**Request**
Copy out the data below word for word, everything from the line containing "Mark one point on every instance of the yellow building in" down to the line containing "x=612 y=677", including both of those lines.

--- start Input for this task ---

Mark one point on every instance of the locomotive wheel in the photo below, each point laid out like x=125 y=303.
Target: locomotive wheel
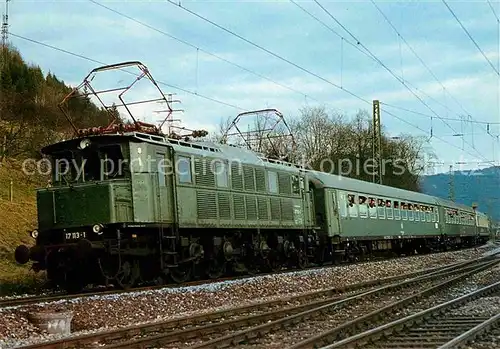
x=128 y=275
x=216 y=268
x=182 y=273
x=274 y=262
x=301 y=259
x=73 y=283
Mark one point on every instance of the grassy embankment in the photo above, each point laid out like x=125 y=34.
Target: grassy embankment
x=17 y=218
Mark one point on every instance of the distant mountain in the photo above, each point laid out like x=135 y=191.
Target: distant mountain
x=478 y=186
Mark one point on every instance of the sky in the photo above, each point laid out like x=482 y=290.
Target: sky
x=412 y=56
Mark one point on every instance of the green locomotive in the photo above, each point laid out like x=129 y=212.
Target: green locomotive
x=129 y=204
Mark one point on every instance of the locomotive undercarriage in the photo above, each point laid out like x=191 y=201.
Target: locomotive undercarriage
x=127 y=257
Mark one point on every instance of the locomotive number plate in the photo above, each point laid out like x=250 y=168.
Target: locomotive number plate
x=75 y=235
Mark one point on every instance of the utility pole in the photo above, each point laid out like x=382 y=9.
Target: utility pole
x=451 y=184
x=377 y=144
x=5 y=25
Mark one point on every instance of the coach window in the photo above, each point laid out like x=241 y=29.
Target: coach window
x=372 y=207
x=396 y=210
x=381 y=209
x=363 y=208
x=272 y=181
x=220 y=170
x=353 y=207
x=388 y=209
x=184 y=169
x=404 y=211
x=410 y=212
x=343 y=204
x=296 y=184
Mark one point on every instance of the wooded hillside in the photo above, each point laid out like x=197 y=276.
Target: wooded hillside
x=29 y=113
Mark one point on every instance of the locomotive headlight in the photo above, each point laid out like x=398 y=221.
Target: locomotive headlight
x=97 y=229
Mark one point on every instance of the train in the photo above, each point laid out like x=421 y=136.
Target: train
x=128 y=205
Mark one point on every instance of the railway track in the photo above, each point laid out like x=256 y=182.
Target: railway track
x=443 y=326
x=12 y=302
x=264 y=315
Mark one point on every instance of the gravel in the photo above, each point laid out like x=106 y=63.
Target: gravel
x=110 y=311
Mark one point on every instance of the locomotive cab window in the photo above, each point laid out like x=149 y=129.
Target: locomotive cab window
x=353 y=207
x=342 y=204
x=161 y=169
x=296 y=184
x=184 y=169
x=272 y=181
x=221 y=173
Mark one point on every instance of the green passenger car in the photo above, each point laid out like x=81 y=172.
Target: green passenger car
x=140 y=207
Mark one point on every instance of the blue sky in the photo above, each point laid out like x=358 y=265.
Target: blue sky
x=282 y=27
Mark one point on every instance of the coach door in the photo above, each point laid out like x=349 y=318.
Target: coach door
x=331 y=207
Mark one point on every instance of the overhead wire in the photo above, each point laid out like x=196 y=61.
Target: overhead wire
x=202 y=96
x=158 y=81
x=389 y=70
x=417 y=56
x=304 y=69
x=429 y=70
x=356 y=46
x=200 y=49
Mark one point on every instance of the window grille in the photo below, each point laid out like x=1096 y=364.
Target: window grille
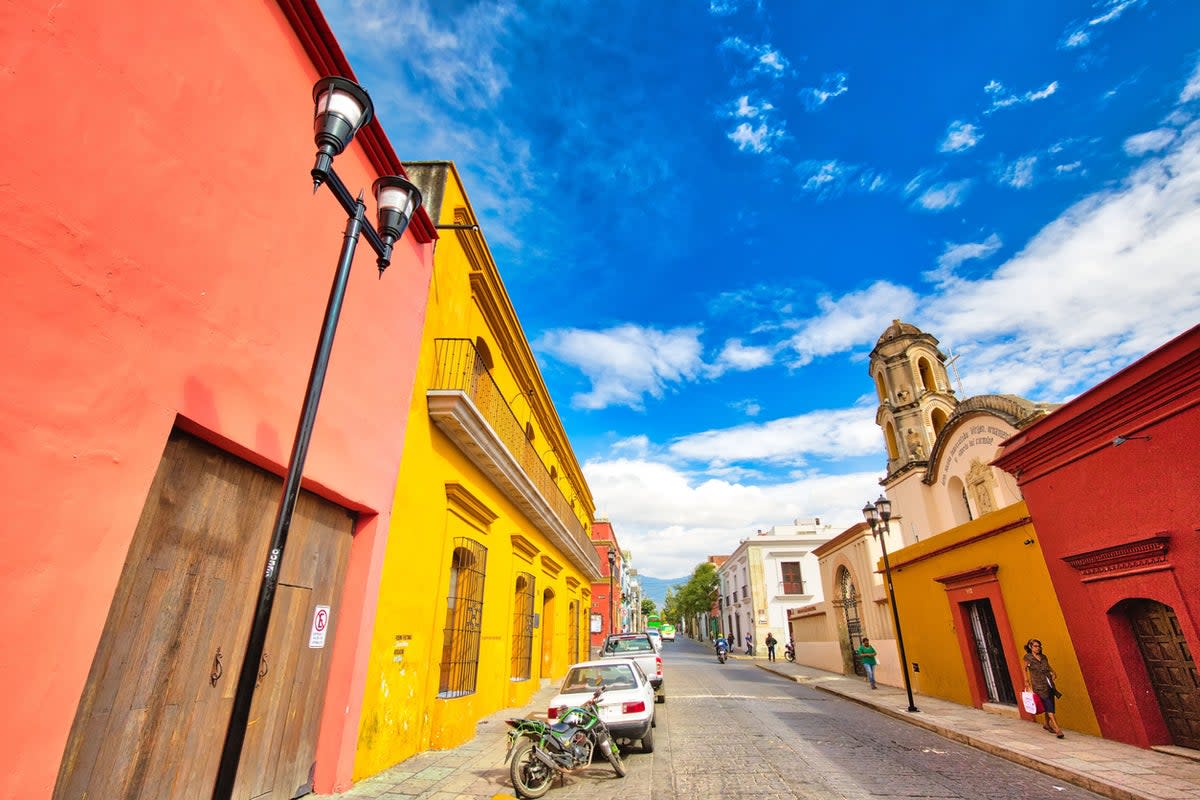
x=793 y=582
x=465 y=614
x=522 y=627
x=573 y=630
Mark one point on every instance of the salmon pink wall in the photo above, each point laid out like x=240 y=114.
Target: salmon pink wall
x=163 y=257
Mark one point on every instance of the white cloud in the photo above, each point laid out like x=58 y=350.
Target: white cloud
x=748 y=407
x=737 y=356
x=1002 y=97
x=671 y=521
x=955 y=253
x=747 y=108
x=832 y=85
x=841 y=433
x=1149 y=142
x=850 y=320
x=763 y=59
x=1111 y=278
x=959 y=137
x=945 y=196
x=627 y=362
x=1192 y=90
x=1019 y=174
x=755 y=138
x=1080 y=34
x=831 y=178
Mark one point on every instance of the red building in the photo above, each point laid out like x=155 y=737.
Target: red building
x=603 y=611
x=166 y=268
x=1113 y=485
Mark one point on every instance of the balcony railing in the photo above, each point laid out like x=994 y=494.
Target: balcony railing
x=467 y=404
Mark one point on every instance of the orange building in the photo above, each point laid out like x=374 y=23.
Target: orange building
x=606 y=593
x=166 y=268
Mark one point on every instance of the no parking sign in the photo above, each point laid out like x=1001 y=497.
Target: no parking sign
x=319 y=626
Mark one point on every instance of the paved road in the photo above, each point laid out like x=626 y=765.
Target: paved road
x=735 y=731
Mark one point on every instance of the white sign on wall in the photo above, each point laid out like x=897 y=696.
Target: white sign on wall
x=319 y=626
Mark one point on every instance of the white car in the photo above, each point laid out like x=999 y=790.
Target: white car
x=627 y=705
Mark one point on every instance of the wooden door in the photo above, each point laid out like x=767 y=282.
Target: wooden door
x=1171 y=668
x=154 y=713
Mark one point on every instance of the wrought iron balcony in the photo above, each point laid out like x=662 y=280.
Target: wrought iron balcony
x=469 y=408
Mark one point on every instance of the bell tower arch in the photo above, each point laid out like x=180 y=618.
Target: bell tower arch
x=915 y=392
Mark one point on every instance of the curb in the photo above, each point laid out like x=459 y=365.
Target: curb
x=1075 y=779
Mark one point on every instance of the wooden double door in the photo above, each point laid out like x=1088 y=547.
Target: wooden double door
x=1171 y=668
x=155 y=710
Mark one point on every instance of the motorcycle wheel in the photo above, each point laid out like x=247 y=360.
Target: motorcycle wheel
x=531 y=777
x=613 y=757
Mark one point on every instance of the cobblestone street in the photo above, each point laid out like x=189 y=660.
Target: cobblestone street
x=737 y=731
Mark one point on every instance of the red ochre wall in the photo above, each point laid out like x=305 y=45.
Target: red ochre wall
x=162 y=257
x=1086 y=493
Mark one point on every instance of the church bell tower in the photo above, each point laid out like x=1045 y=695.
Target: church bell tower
x=915 y=395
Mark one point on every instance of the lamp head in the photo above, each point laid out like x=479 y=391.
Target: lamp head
x=341 y=108
x=885 y=507
x=397 y=200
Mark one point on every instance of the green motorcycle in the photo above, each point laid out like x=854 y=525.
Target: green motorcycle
x=538 y=751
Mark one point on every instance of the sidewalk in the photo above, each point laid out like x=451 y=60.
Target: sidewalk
x=1108 y=768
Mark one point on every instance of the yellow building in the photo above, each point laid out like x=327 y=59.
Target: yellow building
x=486 y=581
x=969 y=599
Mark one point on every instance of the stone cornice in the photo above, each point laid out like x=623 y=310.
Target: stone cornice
x=1119 y=560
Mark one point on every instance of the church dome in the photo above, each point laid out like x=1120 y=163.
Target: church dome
x=898 y=329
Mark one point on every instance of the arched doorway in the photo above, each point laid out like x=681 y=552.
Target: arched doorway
x=849 y=601
x=1170 y=667
x=547 y=632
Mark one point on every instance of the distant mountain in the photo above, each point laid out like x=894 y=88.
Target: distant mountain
x=657 y=588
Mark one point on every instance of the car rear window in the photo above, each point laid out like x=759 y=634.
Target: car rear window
x=612 y=677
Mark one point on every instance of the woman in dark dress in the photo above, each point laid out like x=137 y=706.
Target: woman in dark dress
x=1039 y=678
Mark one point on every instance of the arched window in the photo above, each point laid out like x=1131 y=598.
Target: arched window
x=927 y=374
x=889 y=435
x=937 y=419
x=522 y=626
x=465 y=615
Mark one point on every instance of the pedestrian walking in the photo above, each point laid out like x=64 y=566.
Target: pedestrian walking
x=1039 y=678
x=867 y=657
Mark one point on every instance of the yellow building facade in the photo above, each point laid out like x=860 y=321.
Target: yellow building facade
x=969 y=600
x=486 y=579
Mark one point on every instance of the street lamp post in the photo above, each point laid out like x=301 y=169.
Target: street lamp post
x=612 y=564
x=877 y=518
x=342 y=108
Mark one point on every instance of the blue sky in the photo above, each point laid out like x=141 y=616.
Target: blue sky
x=706 y=212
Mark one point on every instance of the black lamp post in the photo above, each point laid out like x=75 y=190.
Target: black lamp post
x=612 y=565
x=342 y=108
x=877 y=518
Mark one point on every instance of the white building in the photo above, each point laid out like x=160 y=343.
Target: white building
x=768 y=573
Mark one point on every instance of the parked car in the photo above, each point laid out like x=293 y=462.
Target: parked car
x=641 y=649
x=627 y=705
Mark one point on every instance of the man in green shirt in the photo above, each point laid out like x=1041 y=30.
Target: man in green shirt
x=867 y=656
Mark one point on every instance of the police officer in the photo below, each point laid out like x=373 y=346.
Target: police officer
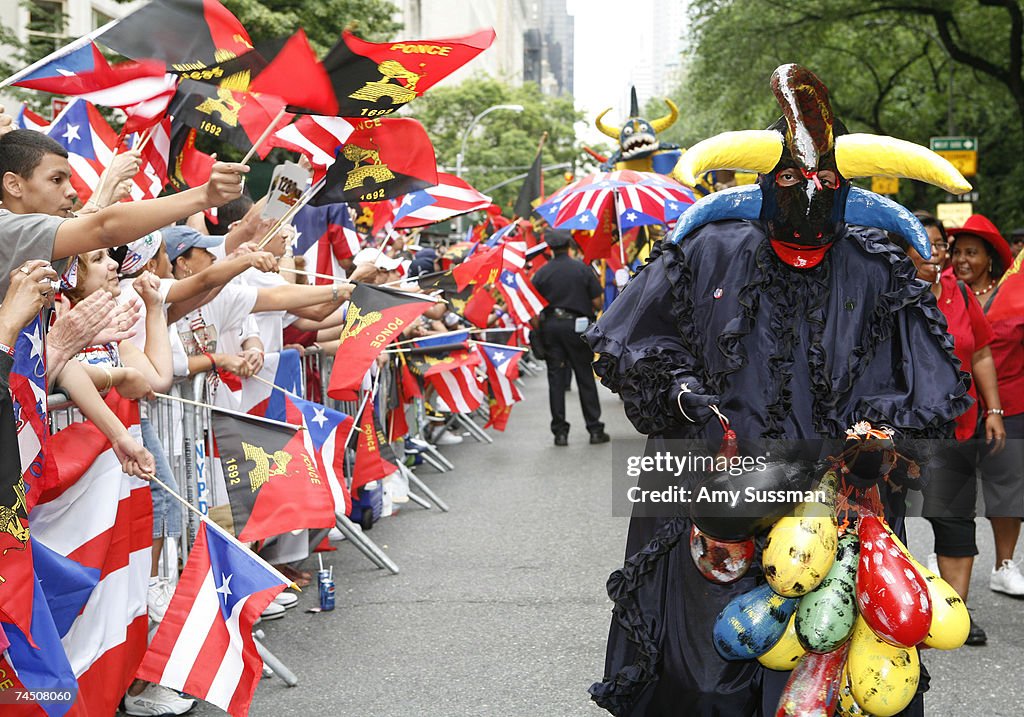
x=572 y=293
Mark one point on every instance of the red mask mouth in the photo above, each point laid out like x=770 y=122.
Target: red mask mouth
x=799 y=256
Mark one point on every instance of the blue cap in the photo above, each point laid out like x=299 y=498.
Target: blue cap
x=180 y=239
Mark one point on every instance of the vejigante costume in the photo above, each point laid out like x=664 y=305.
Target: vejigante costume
x=782 y=308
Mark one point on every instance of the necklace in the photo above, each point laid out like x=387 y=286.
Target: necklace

--- end Input for this task ---

**Problem solution**
Mark one point on every instance of the yellow building in the photo above, each point laid out like x=327 y=59.
Target: yellow building
x=486 y=581
x=969 y=599
Mark one point on every instance of the stone cornice in the photo above, each point laid out like x=623 y=310.
Target: stone cornice
x=1119 y=560
Mark one point on every instance of the church dome in the photo above, each point laid out like x=1120 y=163.
Target: church dome
x=898 y=329
Mark one point on every instance of the arched doorway in the photo above, each point laid out like x=681 y=552.
Target: arched doorway
x=849 y=601
x=1170 y=667
x=547 y=632
Mark one point on every instance of the distant mountain in the photo above, each point laid out like x=894 y=88.
Target: distant mountain
x=657 y=588
Mark one point on every instance of the car rear window in the photo above, each point laid out like x=759 y=634.
Target: car rear window
x=612 y=677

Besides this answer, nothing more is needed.